Reading text:
● ● ● ●
If you aren't explicitly a mathematician but there is a lot of math used as a tool in your field to solve problems (this is often the case with my field), it is understood that some people are stronger in the math than others. The whole point of having a field where people of different educational backgrounds work together is that you don't have to be an expert at every sub-skill and sub-task - you can have your own unique strengths without starting over at the fundamentals for every subject in play.

A strategy that I've found works very well is read some literature to see what techniques are used by others in their related research. If a technique comes up a few times (like, say, applying Dynamic Time Warping to analyze a time series), read into that bit to get a better high-level understanding of it - how it is used, it's strength and weakness, when it's not appropriate, etc.

At this point you may find that the technique just isn't relevant to your research - so you can probably skip it for now and move on. Sure, you don't understand it from top to bottom - but you just don't have time to learn everything in infinite detail! However, what if the technique seems really useful? Well, some people don't bother to understand it at all and just blindly apply it, because well other researchers have so it's probably fine. I'm not at all fond of this, and I would humbly suggest it leads to bad science, unreliable findings, and missed opportunities.
● ● ● ●
Task prompt: Render this sentence from the passage on using mathematical techniques in research into French: "I'm not at all fond of this, and I would humbly suggest it leads to bad science, unreliable findings, and missed opportunities." The data that follow bear no relation to the passage.

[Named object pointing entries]
● ● ● ●
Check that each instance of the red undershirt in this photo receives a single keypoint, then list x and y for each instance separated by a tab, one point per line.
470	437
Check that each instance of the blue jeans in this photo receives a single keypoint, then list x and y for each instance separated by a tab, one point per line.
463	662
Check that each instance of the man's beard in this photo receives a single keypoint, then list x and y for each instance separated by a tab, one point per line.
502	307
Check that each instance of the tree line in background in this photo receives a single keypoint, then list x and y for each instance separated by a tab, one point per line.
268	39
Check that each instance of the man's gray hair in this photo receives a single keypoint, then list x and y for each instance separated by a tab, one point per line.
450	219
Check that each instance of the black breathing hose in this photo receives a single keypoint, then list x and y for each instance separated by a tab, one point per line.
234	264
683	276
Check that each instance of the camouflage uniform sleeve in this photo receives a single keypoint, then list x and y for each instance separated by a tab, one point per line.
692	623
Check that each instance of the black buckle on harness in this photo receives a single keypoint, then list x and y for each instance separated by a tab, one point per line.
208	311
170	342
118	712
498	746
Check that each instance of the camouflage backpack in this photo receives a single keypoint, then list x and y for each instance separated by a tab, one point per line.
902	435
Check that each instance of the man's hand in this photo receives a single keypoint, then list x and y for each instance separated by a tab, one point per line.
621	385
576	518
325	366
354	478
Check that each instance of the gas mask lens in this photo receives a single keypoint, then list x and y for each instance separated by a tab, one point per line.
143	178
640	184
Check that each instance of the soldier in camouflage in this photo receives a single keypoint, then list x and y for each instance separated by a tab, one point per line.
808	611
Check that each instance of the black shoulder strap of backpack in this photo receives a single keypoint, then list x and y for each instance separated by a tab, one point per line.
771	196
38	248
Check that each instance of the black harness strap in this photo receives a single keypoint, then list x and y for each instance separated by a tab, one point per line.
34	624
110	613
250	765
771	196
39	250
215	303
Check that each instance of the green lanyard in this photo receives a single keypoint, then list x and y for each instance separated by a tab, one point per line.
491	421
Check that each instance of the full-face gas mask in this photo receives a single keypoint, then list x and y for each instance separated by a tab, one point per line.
● ● ● ●
Response to this exercise: Je n'apprécie pas du tout cela, et je me permettrais humblement de suggérer que cela mène à une science de mauvaise qualité, à des résultats peu fiables et à des occasions manquées.